Set down, character for character, everything in the records below from the line holding "point(300, 1019)" down to the line holding "point(244, 1008)", and no other line.

Data for review Block Start

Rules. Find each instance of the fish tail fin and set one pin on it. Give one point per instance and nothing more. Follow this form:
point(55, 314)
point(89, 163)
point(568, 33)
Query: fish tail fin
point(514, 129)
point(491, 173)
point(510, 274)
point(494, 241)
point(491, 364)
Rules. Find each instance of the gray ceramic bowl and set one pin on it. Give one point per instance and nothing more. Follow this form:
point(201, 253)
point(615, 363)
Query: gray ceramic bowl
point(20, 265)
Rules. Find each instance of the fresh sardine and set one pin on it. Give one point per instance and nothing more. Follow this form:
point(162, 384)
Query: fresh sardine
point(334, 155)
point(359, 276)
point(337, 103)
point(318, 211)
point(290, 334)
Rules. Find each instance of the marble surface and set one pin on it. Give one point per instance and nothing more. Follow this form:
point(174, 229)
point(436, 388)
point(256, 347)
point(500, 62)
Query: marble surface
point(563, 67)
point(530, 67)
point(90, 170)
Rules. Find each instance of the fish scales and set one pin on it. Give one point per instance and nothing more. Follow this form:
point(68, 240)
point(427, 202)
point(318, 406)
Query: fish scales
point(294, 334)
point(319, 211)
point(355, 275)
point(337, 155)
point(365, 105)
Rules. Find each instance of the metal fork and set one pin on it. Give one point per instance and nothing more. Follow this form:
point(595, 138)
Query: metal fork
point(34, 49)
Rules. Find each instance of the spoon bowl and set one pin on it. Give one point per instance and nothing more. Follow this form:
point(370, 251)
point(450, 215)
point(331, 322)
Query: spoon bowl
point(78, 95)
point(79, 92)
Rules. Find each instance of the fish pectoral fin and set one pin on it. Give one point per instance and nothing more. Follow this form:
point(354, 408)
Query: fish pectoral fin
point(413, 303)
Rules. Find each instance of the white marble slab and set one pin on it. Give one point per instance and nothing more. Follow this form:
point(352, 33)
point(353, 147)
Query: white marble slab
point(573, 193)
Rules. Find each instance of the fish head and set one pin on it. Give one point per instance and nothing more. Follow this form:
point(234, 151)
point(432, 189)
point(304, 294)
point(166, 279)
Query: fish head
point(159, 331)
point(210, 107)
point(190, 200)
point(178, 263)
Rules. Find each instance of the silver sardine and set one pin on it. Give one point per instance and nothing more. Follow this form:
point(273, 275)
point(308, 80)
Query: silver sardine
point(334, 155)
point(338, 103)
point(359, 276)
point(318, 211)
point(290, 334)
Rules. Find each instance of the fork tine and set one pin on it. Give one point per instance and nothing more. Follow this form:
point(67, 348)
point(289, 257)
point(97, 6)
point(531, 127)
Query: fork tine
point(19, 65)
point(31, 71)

Data for review Block End
Data for review Block Start

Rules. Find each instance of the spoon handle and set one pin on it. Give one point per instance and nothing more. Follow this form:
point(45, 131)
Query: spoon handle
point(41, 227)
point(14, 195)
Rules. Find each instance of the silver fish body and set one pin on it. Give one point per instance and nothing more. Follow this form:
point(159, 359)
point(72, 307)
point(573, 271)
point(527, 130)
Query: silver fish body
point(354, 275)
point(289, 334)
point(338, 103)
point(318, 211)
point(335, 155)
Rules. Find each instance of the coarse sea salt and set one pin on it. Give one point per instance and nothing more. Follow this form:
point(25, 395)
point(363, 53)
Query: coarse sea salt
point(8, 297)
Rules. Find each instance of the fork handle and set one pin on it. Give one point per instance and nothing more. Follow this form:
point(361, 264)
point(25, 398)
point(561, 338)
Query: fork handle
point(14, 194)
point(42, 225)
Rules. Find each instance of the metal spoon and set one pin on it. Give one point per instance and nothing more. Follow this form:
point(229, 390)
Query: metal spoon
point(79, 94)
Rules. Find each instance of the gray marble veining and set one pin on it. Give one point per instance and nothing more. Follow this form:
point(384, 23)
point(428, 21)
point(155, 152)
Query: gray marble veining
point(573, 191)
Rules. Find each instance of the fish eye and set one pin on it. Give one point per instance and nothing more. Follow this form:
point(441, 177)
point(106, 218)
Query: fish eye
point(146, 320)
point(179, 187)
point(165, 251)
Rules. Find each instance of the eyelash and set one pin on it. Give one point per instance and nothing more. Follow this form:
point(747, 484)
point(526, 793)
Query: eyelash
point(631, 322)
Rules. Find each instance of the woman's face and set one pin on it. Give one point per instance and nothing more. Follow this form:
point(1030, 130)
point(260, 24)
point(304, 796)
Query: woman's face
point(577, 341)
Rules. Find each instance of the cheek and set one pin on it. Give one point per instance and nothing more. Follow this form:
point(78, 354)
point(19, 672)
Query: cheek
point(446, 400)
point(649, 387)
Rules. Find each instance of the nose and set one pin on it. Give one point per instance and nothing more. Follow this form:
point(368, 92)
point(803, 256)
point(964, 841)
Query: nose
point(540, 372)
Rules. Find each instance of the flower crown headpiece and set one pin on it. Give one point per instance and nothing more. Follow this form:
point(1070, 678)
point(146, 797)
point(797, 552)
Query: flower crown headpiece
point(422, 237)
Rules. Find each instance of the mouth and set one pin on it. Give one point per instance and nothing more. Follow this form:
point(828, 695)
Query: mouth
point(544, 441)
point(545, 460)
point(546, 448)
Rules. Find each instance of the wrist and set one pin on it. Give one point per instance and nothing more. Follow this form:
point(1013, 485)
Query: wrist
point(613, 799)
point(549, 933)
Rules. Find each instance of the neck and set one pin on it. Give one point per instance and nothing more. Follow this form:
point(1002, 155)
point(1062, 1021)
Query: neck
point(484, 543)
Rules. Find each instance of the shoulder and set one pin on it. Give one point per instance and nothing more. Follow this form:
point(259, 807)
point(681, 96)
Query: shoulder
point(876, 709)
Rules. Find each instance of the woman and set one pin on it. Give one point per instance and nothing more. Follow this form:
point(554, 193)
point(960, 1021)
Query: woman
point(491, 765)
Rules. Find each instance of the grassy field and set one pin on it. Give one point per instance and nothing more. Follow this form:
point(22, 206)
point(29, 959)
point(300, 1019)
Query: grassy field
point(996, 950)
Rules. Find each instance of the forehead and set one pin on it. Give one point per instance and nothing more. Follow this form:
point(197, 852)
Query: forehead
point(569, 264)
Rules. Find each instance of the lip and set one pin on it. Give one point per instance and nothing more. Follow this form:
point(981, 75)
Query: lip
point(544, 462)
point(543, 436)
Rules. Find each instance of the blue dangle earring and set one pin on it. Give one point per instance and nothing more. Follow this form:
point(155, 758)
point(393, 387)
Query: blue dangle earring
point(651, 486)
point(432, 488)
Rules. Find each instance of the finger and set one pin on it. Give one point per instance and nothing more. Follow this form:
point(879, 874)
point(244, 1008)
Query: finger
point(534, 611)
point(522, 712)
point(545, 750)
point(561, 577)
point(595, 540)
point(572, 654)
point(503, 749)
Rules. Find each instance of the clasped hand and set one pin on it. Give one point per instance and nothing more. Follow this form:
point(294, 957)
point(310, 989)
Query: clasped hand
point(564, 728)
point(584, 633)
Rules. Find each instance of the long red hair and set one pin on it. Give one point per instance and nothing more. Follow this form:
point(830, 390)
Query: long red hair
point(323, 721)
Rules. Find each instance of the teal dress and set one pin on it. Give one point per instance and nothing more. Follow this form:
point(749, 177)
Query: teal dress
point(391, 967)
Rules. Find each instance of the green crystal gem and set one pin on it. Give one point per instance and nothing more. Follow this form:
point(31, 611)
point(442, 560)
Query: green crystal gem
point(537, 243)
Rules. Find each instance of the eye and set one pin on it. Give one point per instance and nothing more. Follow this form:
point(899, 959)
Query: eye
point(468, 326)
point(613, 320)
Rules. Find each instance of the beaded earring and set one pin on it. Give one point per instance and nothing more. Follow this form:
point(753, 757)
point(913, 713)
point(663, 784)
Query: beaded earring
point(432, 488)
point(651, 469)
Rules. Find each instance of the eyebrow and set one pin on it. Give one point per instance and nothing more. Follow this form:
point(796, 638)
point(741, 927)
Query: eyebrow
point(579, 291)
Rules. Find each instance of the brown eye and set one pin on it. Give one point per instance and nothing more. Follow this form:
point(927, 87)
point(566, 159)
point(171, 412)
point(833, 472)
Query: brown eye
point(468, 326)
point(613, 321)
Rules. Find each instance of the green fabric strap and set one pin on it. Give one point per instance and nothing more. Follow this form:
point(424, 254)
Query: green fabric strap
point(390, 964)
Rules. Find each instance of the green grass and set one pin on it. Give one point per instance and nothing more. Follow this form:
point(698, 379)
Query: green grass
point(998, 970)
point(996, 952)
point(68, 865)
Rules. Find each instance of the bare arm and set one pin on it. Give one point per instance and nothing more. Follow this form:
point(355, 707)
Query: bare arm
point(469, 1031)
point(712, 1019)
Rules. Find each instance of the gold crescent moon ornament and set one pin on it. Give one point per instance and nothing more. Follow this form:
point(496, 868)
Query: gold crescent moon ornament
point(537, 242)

Data for review Block End

§ Output of the exercise
point(300, 1019)
Query: grassy field
point(996, 950)
Rules. Find each instance of the forehead and set one pin on it. Give one point per instance and nothing more. Follow this form:
point(197, 852)
Query: forehead
point(569, 264)
Rules. Find each instance of the lip and set one pin on it. Give one point per instance and nothing more. Follow this form:
point(981, 75)
Query: lip
point(544, 462)
point(543, 436)
Rules. Find each instance of the blue dangle earring and set one pin on it. Give one point per instance and nothing more. Follow this form:
point(155, 758)
point(393, 387)
Query: blue dangle earring
point(651, 486)
point(432, 488)
Rules. Find each instance of the finger and set one pin on it. Give one point per instance and nothing more. Follow this form:
point(879, 874)
point(244, 1008)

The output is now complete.